TAREA ASIGNADA 1 → Anota, sin cambiar nada, el fragmento del pasaje sobre la discusión de los discípulos que va desde "Veamos el texto" hasta "un incómodo silencio?".
---------- PASAJE DADO
Veamos el texto un poco más de cerca. Los discípulos siguen a Jesús en el camino, igual que hacemos nosotros… Pero ellos habían estado discutiendo en el camino. Quizás tendrían que haber prestado más atención a las enseñanzas de Jesús, pero se dedicaron a discutir entre ellos; y lo hicieron al margen de Jesús. Fíjate bien que el Señor no participó de estas discusiones que tenían sus discípulos y por eso cuando llegaron a la casa Jesús les preguntó: “¿Qué discutíais por el camino?”

Y el relato nos dice que los discípulos no contestaron al Señor, quizás porque sintieron vergüenza… Quizás Dios nos hará a nosotros exactamente la misma pregunta “¿Qué discutíais por el camino?”…. ¿Te imaginas lo triste que sería si también nosotros tenemos que avergonzarnos ante el Señor guardando un incómodo silencio?
--------------------
---------- DATOS MOSTRADOS
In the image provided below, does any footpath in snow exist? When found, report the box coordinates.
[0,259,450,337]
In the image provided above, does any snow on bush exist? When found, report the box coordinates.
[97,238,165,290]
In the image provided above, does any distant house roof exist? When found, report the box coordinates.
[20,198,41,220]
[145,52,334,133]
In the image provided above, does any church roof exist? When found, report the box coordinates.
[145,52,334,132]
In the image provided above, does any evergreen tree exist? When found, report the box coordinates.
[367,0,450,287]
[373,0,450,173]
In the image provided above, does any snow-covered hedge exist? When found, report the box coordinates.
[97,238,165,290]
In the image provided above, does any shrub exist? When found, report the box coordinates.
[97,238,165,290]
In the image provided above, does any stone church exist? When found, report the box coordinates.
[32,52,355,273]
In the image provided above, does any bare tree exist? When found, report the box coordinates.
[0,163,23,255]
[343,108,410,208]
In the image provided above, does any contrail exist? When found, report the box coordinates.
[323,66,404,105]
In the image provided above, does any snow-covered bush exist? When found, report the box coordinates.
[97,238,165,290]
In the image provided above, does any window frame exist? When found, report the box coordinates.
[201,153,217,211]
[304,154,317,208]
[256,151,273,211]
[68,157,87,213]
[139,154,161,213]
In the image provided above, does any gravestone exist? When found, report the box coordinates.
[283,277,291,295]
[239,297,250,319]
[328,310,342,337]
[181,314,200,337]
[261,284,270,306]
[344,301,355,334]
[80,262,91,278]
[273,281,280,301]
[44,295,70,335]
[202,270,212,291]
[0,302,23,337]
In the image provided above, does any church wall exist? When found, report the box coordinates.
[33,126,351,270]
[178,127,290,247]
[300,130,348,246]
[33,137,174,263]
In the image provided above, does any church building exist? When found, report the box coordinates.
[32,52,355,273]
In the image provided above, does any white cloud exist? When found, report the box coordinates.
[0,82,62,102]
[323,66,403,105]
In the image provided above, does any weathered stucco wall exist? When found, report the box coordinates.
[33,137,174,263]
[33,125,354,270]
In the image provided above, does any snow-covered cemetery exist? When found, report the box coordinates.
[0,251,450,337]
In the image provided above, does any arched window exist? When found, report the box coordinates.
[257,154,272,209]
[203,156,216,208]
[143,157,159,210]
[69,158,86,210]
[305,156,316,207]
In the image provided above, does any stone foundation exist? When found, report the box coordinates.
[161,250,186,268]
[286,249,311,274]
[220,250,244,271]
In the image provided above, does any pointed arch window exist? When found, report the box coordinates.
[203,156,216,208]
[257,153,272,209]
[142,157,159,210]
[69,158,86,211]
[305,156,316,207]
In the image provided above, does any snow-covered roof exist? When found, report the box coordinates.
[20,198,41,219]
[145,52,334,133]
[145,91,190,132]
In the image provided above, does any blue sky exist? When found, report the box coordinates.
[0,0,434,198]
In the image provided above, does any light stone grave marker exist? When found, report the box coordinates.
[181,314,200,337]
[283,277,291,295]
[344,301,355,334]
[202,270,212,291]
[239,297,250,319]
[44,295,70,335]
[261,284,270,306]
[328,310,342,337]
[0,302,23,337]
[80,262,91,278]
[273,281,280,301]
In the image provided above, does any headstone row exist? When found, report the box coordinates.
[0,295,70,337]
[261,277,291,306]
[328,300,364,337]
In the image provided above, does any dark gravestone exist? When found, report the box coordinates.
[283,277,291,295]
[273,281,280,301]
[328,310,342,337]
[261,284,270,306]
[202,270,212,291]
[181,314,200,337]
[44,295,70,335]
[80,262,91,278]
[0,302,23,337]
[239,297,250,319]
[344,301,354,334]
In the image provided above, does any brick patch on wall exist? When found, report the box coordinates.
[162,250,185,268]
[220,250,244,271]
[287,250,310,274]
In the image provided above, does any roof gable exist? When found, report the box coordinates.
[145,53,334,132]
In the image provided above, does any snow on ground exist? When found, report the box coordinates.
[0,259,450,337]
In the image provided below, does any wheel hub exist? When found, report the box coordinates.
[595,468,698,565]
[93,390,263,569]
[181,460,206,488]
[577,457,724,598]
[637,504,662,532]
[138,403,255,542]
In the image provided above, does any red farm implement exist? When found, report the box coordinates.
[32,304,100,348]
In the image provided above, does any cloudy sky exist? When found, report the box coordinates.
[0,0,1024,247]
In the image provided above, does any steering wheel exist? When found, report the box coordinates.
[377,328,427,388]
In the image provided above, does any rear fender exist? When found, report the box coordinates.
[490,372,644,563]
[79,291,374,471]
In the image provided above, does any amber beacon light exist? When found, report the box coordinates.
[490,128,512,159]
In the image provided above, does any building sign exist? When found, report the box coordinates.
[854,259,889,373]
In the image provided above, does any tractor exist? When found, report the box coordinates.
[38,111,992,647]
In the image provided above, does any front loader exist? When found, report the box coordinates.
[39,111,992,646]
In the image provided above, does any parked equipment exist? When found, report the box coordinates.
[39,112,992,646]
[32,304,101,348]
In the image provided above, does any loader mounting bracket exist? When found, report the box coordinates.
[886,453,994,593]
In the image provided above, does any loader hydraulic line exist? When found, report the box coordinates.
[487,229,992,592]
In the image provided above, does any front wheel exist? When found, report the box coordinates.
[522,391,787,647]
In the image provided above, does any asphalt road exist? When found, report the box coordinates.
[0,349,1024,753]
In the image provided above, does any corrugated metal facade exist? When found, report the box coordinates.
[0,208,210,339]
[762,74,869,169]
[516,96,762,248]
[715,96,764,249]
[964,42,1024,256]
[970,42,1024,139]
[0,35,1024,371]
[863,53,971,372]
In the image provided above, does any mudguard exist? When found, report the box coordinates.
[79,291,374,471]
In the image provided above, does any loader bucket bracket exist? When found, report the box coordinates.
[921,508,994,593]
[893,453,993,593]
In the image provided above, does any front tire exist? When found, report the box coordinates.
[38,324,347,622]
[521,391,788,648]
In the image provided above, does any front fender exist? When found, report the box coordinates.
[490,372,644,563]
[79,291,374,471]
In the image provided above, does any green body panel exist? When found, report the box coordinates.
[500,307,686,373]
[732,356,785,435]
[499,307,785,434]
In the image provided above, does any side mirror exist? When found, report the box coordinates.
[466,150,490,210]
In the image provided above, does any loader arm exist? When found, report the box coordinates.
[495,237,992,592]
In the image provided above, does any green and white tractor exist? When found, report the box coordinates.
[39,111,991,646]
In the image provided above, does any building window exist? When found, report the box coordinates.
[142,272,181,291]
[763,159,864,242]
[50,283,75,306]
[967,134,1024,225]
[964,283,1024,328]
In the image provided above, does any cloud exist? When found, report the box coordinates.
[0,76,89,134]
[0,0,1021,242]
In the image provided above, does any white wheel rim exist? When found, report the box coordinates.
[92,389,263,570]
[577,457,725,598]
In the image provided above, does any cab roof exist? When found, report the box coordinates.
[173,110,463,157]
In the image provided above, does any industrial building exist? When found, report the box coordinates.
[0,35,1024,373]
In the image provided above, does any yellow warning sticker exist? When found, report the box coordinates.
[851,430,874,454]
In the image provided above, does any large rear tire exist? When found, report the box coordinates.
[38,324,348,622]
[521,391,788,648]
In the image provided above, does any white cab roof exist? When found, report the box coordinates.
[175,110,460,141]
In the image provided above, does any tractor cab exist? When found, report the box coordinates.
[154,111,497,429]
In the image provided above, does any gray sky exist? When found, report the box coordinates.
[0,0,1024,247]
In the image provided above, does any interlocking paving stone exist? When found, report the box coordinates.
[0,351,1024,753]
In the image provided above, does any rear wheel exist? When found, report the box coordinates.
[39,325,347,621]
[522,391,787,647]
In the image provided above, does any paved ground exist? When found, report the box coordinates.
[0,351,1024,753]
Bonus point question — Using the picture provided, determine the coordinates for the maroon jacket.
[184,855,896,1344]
--------------------
TAREA ASIGNADA 2 → Extrae sin ninguna modificación las líneas de las entradas que van desde la línea con "In the image provided above, does any cab" hasta la línea con "[851,430,874,454]", ambas incluidas.

RESPUESTA ESCRITA 1 →
Veamos el texto un poco más de cerca. Los discípulos siguen a Jesús en el camino, igual que hacemos nosotros… Pero ellos habían estado discutiendo en el camino. Quizás tendrían que haber prestado más atención a las enseñanzas de Jesús, pero se dedicaron a discutir entre ellos; y lo hicieron al margen de Jesús. Fíjate bien que el Señor no participó de estas discusiones que tenían sus discípulos y por eso cuando llegaron a la casa Jesús les preguntó: “¿Qué discutíais por el camino?”

Y el relato nos dice que los discípulos no contestaron al Señor, quizás porque sintieron vergüenza… Quizás Dios nos hará a nosotros exactamente la misma pregunta “¿Qué discutíais por el camino?”…. ¿Te imaginas lo triste que sería si también nosotros tenemos que avergonzarnos ante el Señor guardando un incómodo silencio?

RESPUESTA ESCRITA 2 →
In the image provided above, does any cab roof exist? When found, report the box coordinates.
[173,110,463,157]
In the image provided above, does any industrial building exist? When found, report the box coordinates.
[0,35,1024,373]
In the image provided above, does any yellow warning sticker exist? When found, report the box coordinates.
[851,430,874,454]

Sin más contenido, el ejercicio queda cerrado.